Problem statement: Print exactly, and only, the lines running from the line containing "Task: tag one point per instance of the white" through the end of the records below.

Data listing:
------------------------------------------------
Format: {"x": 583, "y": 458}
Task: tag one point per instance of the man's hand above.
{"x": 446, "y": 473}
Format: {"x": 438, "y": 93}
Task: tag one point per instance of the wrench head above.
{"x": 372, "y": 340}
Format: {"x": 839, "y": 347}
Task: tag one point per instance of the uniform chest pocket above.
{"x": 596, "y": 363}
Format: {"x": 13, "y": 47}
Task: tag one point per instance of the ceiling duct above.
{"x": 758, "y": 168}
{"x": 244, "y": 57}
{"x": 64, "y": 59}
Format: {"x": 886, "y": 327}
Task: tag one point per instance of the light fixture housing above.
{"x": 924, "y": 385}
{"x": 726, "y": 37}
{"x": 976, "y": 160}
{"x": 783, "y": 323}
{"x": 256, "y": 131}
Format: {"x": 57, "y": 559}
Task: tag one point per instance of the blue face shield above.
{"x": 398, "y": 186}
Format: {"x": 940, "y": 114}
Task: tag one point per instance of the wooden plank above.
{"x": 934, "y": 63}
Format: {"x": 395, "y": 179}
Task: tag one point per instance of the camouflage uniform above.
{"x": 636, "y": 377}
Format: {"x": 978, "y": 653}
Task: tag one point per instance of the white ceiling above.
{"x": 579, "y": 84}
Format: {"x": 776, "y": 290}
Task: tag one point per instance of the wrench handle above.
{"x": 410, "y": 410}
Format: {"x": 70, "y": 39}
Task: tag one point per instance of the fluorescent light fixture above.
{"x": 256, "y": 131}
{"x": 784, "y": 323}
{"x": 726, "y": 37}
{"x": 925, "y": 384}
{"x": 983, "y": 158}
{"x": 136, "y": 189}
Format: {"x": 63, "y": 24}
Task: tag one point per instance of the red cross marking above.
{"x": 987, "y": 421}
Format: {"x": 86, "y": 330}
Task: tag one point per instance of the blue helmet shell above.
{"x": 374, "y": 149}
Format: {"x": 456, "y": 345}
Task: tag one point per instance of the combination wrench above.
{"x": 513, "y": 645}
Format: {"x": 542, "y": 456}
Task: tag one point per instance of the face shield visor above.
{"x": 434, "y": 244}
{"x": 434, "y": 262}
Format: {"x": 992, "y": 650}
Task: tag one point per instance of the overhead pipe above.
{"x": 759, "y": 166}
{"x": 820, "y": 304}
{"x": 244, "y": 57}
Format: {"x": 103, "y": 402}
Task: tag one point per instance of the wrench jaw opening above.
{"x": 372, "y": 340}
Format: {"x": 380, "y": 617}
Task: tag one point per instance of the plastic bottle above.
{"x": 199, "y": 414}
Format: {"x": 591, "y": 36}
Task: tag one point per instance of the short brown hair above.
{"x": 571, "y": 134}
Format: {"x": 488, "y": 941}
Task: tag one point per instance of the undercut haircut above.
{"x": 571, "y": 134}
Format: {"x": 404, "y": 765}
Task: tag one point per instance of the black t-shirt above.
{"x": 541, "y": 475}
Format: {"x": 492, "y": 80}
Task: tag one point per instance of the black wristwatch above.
------------------------------------------------
Response for this exercise:
Task: tag one point per instance of the white ceiling above.
{"x": 579, "y": 84}
Format: {"x": 776, "y": 290}
Task: tag one point per instance of the wrench handle above.
{"x": 410, "y": 410}
Format: {"x": 70, "y": 39}
Task: tag one point per instance of the fluorescent light fixture above.
{"x": 256, "y": 131}
{"x": 784, "y": 323}
{"x": 726, "y": 37}
{"x": 925, "y": 384}
{"x": 983, "y": 158}
{"x": 136, "y": 189}
Format: {"x": 63, "y": 24}
Task: tag one point per instance of the red cross marking above.
{"x": 987, "y": 421}
Format: {"x": 86, "y": 330}
Task: tag one point per instance of the blue helmet shell above.
{"x": 374, "y": 149}
Format: {"x": 456, "y": 345}
Task: tag one point per instance of the combination wrench above.
{"x": 513, "y": 645}
Format: {"x": 542, "y": 456}
Task: tag one point per instance of the face shield visor above.
{"x": 434, "y": 244}
{"x": 434, "y": 262}
Format: {"x": 992, "y": 650}
Task: tag one point per instance of the overhead pipe above.
{"x": 759, "y": 166}
{"x": 820, "y": 304}
{"x": 244, "y": 57}
Format: {"x": 103, "y": 402}
Task: tag one point per instance of the wrench jaw opening above.
{"x": 372, "y": 340}
Format: {"x": 380, "y": 617}
Task: tag one point per instance of the plastic bottle above.
{"x": 199, "y": 414}
Format: {"x": 591, "y": 36}
Task: tag one point per instance of the short brown hair above.
{"x": 571, "y": 134}
Format: {"x": 488, "y": 941}
Task: tag one point per instance of the undercut haircut above.
{"x": 571, "y": 134}
Format: {"x": 404, "y": 765}
Task: tag one point per instance of the black t-shirt above.
{"x": 541, "y": 475}
Format: {"x": 492, "y": 80}
Task: tag one point per instance of the black wristwatch above.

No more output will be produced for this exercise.